• **WHAT THE TASK ASKS**:
Print every line below exactly as written, but leave the pictures behind.
•••••
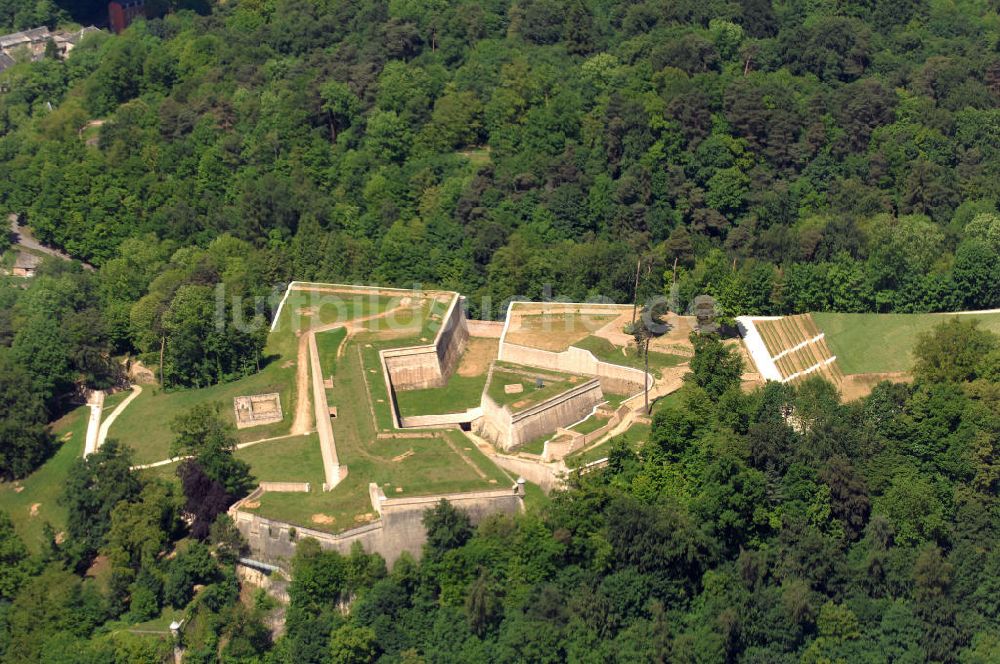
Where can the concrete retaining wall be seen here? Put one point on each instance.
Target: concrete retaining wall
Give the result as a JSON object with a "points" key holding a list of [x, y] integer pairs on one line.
{"points": [[511, 430], [422, 367], [614, 378], [546, 475], [445, 419], [486, 329], [570, 441], [399, 529], [413, 368]]}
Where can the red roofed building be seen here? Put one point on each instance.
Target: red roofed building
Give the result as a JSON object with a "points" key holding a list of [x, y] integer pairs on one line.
{"points": [[121, 13]]}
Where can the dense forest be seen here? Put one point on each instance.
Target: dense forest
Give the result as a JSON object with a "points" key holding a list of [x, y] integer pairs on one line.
{"points": [[776, 526], [780, 156]]}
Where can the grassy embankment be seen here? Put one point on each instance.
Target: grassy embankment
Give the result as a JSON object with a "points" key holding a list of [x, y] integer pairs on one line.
{"points": [[145, 423]]}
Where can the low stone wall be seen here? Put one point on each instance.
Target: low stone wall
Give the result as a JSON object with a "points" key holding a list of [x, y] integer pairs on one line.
{"points": [[285, 487], [446, 419], [413, 368], [399, 529], [570, 441], [548, 476], [511, 430], [421, 367], [546, 417], [486, 329]]}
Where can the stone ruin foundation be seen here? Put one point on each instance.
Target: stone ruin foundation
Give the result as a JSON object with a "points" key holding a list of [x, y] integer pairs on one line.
{"points": [[258, 409]]}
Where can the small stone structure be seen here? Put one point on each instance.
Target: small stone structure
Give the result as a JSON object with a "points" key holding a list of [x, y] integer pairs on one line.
{"points": [[25, 265], [256, 410]]}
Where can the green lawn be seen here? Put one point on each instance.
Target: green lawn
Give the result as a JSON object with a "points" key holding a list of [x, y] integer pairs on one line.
{"points": [[553, 383], [590, 424], [536, 446], [44, 486], [145, 424], [606, 351], [459, 394], [327, 343], [635, 436], [878, 343], [295, 459]]}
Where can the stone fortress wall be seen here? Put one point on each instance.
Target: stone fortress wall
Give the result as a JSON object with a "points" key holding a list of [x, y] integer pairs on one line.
{"points": [[421, 367], [509, 430], [399, 528]]}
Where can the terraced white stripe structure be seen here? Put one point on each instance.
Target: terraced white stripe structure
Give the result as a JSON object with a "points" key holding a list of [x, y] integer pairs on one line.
{"points": [[798, 346], [809, 370], [766, 367], [788, 348]]}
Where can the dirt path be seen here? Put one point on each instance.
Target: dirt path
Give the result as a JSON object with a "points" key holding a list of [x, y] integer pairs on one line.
{"points": [[301, 423], [96, 403], [106, 424], [22, 236]]}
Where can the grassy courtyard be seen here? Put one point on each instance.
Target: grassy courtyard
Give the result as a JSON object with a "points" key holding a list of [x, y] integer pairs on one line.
{"points": [[635, 436], [294, 459], [881, 343], [32, 502], [553, 331], [402, 466]]}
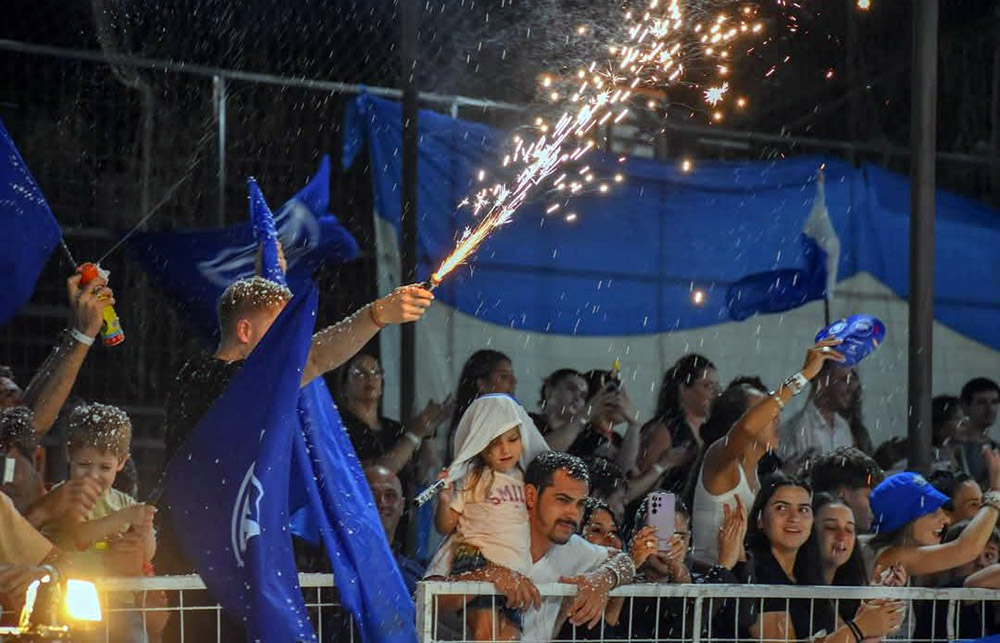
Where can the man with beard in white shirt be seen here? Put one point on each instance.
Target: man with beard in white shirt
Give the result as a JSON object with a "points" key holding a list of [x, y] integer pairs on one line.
{"points": [[555, 488]]}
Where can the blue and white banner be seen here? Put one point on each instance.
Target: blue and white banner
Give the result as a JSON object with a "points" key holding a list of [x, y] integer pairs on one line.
{"points": [[775, 291], [28, 230], [642, 273]]}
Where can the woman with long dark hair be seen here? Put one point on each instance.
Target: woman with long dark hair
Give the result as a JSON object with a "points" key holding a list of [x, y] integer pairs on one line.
{"points": [[486, 371], [672, 439], [780, 523], [741, 430]]}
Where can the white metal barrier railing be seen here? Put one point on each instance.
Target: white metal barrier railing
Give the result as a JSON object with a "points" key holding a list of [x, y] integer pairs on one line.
{"points": [[713, 613], [193, 617]]}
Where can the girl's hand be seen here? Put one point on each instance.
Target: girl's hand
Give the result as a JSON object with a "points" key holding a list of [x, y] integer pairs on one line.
{"points": [[447, 494], [879, 617], [818, 354], [643, 545], [731, 534], [892, 576]]}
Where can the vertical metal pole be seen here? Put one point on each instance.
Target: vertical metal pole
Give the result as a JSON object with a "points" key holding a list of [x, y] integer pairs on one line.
{"points": [[409, 15], [922, 132], [219, 112]]}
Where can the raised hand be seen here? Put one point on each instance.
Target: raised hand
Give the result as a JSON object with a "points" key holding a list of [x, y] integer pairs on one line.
{"points": [[818, 354], [643, 545], [87, 304], [731, 534], [404, 304]]}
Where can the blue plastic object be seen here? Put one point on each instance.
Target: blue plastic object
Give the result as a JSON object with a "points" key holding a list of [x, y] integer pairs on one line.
{"points": [[860, 334]]}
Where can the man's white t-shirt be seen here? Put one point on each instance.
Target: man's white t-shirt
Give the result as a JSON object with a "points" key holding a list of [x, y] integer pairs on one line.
{"points": [[575, 557]]}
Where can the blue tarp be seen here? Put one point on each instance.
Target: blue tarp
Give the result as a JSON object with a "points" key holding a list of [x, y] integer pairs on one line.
{"points": [[629, 262]]}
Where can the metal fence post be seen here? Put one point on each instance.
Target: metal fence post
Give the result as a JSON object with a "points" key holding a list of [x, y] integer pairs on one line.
{"points": [[425, 613], [696, 626], [219, 114]]}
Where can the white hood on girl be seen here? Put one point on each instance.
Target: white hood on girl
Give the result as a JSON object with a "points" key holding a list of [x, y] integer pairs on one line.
{"points": [[487, 418]]}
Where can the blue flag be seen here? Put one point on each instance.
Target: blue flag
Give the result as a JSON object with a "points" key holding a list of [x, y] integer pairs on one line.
{"points": [[193, 267], [329, 497], [28, 231], [367, 576], [227, 487], [776, 291], [266, 234]]}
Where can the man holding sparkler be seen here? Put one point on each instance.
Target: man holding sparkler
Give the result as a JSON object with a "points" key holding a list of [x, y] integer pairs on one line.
{"points": [[247, 309]]}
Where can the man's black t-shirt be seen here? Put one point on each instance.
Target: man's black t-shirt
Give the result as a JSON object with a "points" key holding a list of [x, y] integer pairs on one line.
{"points": [[198, 384]]}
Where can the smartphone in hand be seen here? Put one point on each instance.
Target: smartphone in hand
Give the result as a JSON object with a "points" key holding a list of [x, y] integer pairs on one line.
{"points": [[660, 507]]}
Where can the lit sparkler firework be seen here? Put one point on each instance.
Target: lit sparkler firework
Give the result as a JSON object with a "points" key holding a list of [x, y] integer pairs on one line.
{"points": [[658, 42]]}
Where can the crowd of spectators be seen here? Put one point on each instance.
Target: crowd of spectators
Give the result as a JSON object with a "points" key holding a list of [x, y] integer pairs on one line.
{"points": [[558, 494]]}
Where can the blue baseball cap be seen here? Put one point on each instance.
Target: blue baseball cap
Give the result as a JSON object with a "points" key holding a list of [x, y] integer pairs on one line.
{"points": [[901, 499]]}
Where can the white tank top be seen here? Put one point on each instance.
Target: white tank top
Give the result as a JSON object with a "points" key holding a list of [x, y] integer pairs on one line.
{"points": [[707, 515]]}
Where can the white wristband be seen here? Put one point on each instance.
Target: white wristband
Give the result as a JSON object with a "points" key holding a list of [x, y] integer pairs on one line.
{"points": [[80, 337], [796, 383]]}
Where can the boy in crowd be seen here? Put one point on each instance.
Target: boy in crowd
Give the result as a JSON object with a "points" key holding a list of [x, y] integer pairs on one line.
{"points": [[116, 536], [846, 473], [98, 446]]}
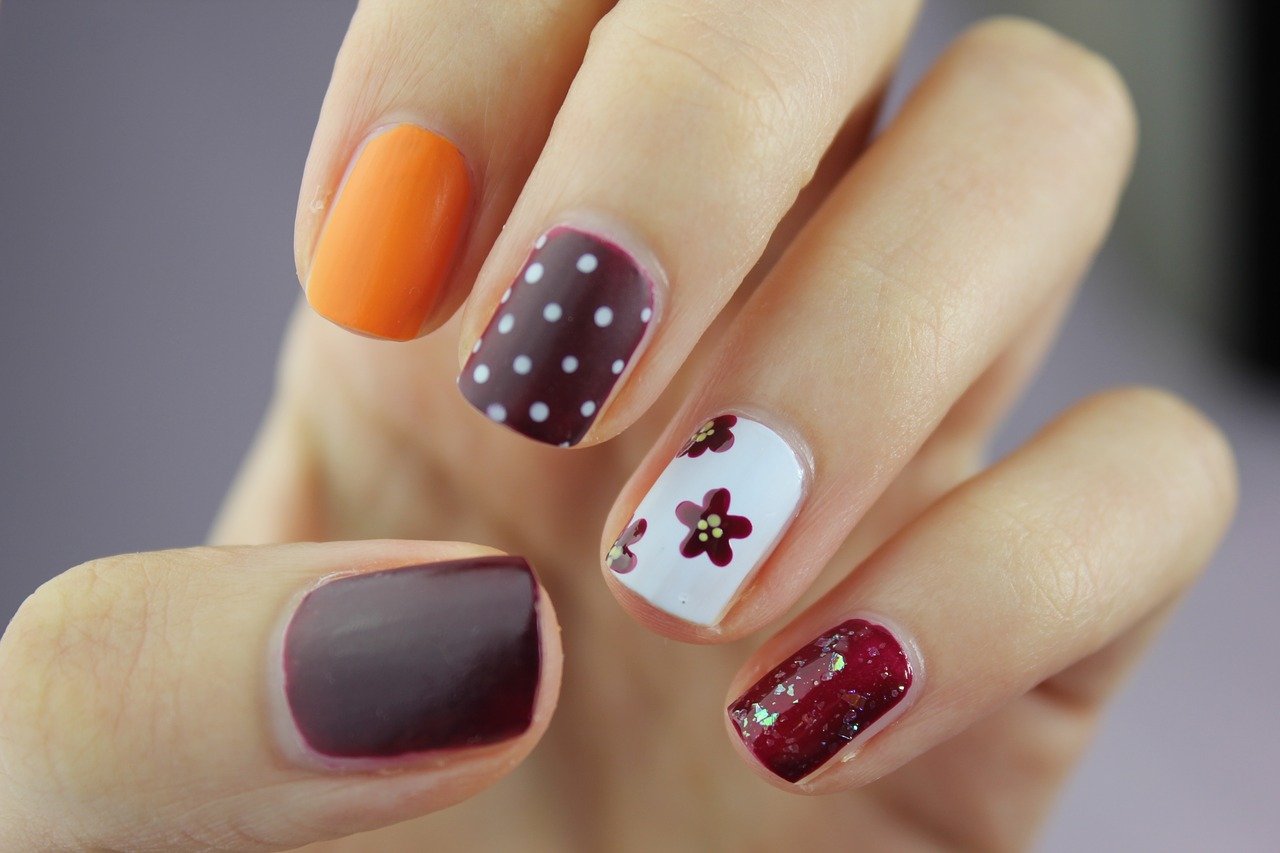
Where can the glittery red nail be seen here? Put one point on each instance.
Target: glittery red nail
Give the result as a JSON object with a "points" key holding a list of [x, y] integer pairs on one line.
•••••
• **EXERCISE SOLUTION**:
Where can the concrete retaining wall be seen here? Put one point on each instance.
Target: concrete retaining wall
Give the result as a JSON object with a "points" key holding a list of [x, y] integer pairs on one line.
{"points": [[511, 430], [422, 367], [614, 378], [546, 475], [445, 419], [486, 329], [570, 441], [399, 529], [413, 368]]}
Where can the red roofed building be seen here? Put one point on each instance.
Target: red roofed building
Give the result as a JSON object with a "points" key holding a list of [x, y] integer pairs on one line.
{"points": [[121, 13]]}
Where can the dense forest be seen here? Put one point on each instance.
Target: dense forest
Give the result as a JSON object with a "points" key holding a list of [x, y] integer pairs on one line.
{"points": [[776, 526], [780, 156]]}
Where can the grassy embankment be seen here? Put one point on each instance.
Target: grassy embankment
Give the result as a JSON object with a "points" key holding a list of [x, y] integer pairs on one line.
{"points": [[145, 423]]}
Where can the low stone wall be seen here? Put one point on each instance.
Target: low stone wall
Give the result as a JSON object with a "points" key holding a list of [x, y] integer pairs on one line.
{"points": [[285, 487], [446, 419], [413, 368], [399, 529], [570, 441], [548, 476], [511, 430], [421, 367], [546, 417], [486, 329]]}
Where can the stone ruin foundation be seen here? Put one point on each instance.
Target: stone ruin foundation
Give the result as a JSON object with a "points" key holding a list of [x, y] integer pairs on one line.
{"points": [[258, 409]]}
Where can the small stone structure be seen here? Put one point on each instance.
Target: small stone structure
Give the result as a JSON object with a "points" key holding a list of [x, y] integer pairs on one line.
{"points": [[25, 265], [256, 410]]}
Where can the green lawn be seen here? Put one point on each instance.
Target: green lawn
Give the result as a JSON object with a "points" key holding a list of [x, y] integer pairs on one line.
{"points": [[553, 383], [590, 424], [536, 446], [44, 486], [145, 424], [606, 351], [459, 394], [327, 343], [635, 436], [878, 343], [295, 459]]}
Where can the stone fortress wall be seen here? Put one point on each instance.
Target: stone fortress wall
Give the result as a JSON object with a "points" key holding a list of [x, y] integer pairs on one line.
{"points": [[421, 367], [509, 430], [399, 528]]}
Where can the terraced white stripe structure be seen here? Put one point on each instance.
Target: terraced white stripe structure
Give the result as a JSON object with a "points" key holding a list of [x, y] integer pairs on one line.
{"points": [[798, 346], [809, 370], [766, 367], [788, 348]]}
Where can the dirt path be seen here? Put one point on each instance.
Target: dirt path
Give the result as a JSON object with a "points" key holding a list of [x, y] integer pairs on one line.
{"points": [[301, 423], [96, 403], [106, 424], [22, 236]]}
Where can the grassy courtyard be seen here? Put one point on each instance.
Target: grassy courtyard
Give the result as a JSON object with a "points" key holding a list of [x, y] integer pairs on one line.
{"points": [[635, 436], [294, 459], [881, 343], [32, 502], [553, 331], [402, 466]]}
Where can the man with beard in white shirt be seen here? Put one point on each instance.
Target: man with beard in white shirt
Give the result as a JSON object with a "points" key holding a list of [x, y] integer pairs on one line.
{"points": [[555, 488]]}
Where can the blue and white banner be seen here? Put one point on each instance.
Target: blue and white banner
Give the result as a JSON object with a "points" key holding a list of [x, y] integer pairs on one line.
{"points": [[775, 291], [28, 230], [642, 273]]}
Where can the woman with long dark hair be seen here? Put one point on each instance.
Target: woman with long dark hair
Give the result as a JSON object with a "points" key holding a list of [x, y] integer pairs on one line.
{"points": [[486, 371], [672, 439], [780, 523], [741, 430]]}
Where can the white metal barrier railing be seen here? Put one point on each instance.
Target: white metal barrier railing
Give the result as a JSON object with a "points" key holding a list of [x, y] integer pairs on one line.
{"points": [[713, 613], [193, 617]]}
Where can the girl's hand be seen here? Put one point on each instance.
Target: girl's hand
Give the result as a JSON object with a "points" key holding a list of [x, y] integer pairs on one line.
{"points": [[447, 494], [879, 617], [818, 354], [643, 545], [731, 534], [892, 576]]}
Where can the vertical metal pole be seen here? Put one point on each instance.
Target: vertical metal pole
Give the result as a JSON object with a "points" key holding a list of [x, y] integer pairs on one line.
{"points": [[409, 15], [922, 132], [219, 112]]}
Where can the raised hand be seen here? Put one point on each instance.
Target: raised hand
Give the result as a JSON object with a "points" key holding a list of [x, y] integer pairs on one line.
{"points": [[818, 354], [643, 545], [87, 304], [731, 534], [404, 304]]}
Where can the blue plastic object be seen here? Put one point on each instance.
Target: blue plastic object
Give the result as a JSON object with a "points" key holding a list of [x, y] integer pairs on one line.
{"points": [[860, 334]]}
Where can the man's white t-shirt be seen here? Put one point on each instance.
Target: man's white t-shirt
Give the result as a JSON object with a "points" key holding a list of [x, y] integer pairs on one line.
{"points": [[575, 557]]}
Where can the blue tarp be seen here? Put one point on each instance.
Target: blue tarp
Give the result as a JSON object with a "points" key holding a list of [x, y] integer pairs on one line.
{"points": [[629, 262]]}
Where can the metal fence post be seen here? Put one point on each instance.
Target: metal fence post
Give the result as a JSON object with a "points" key holding a list of [x, y] integer pairs on one line.
{"points": [[425, 613], [696, 626], [219, 114]]}
Where can the white hood on girl be seen here? Put one point on each instance.
Target: white hood on girl
Give the result as a JSON object with a "points" key holding a list of [x, y] integer pairs on one line.
{"points": [[487, 418]]}
Where can the blue flag be seen here? Put one point on each instance.
Target: blue flag
Give the result as a JSON object with a "points" key holding a list of [x, y] integer pairs on one line.
{"points": [[193, 267], [329, 497], [28, 231], [367, 576], [227, 487], [776, 291], [266, 234]]}
Where can the man holding sparkler be seen here? Put one point on each instance.
Target: man holding sparkler
Give the result as a JSON object with a "points" key holding a list of [x, y] integer pairs on one line.
{"points": [[247, 309]]}
Where can the man's black t-shirt be seen here? Put one point on each instance.
Target: man's black t-shirt
Give the result as a JSON object with a "points" key holding a list of [x, y] integer pairs on one line.
{"points": [[198, 384]]}
Where can the smartphone in hand be seen here? Put one point on each instance.
Target: smartphone in hand
Give the result as a JSON object with a "points" key holding a list of [x, y] integer pairs on one line.
{"points": [[660, 507]]}
Where can the lit sparkler firework be seen here? Put one point on each instance.
Target: lit sparkler firework
Give the result as a JSON object with a "points" key holding a list of [x, y] integer pairs on one line.
{"points": [[658, 42]]}
Where can the crowd of spectators be seen here? Put one point on each instance.
Target: crowd of spectators
Give the result as a JSON object with a "points" key holding a list of [x, y] integer pairs on one line.
{"points": [[558, 494]]}
Where can the blue baseball cap be seen here? Put one point on each instance.
Target: blue baseball cap
Give the result as a JSON object with a "points" key holding a list of [x, y] integer pairs on one line.
{"points": [[901, 499]]}
Where can the white tank top be seen here? Put one point on each instance.
Target: white tank top
Give the result as a JSON object with a "points" key holding a list of [x, y] integer pairs on one line.
{"points": [[707, 515]]}
Where can the white wristband be seen here? Put one point on each instance.
Target: white wristband
Give the result as a JSON object with a "points" key holding a list of [x, y] integer pairs on one line.
{"points": [[80, 337], [796, 383]]}
Where can the boy in crowd be seen here? Put one point on each instance.
Target: boy in crowd
Give the result as a JSON object with a "points" key holding a list of [x, y] integer pairs on one line.
{"points": [[116, 536], [846, 473], [98, 446]]}
Where can the glittery red nail be seen here? Put one point on each instance.
Target: glittery red nail
Give the result as a JSON object with a "points" key holding a list of [x, y] integer pairs on one line.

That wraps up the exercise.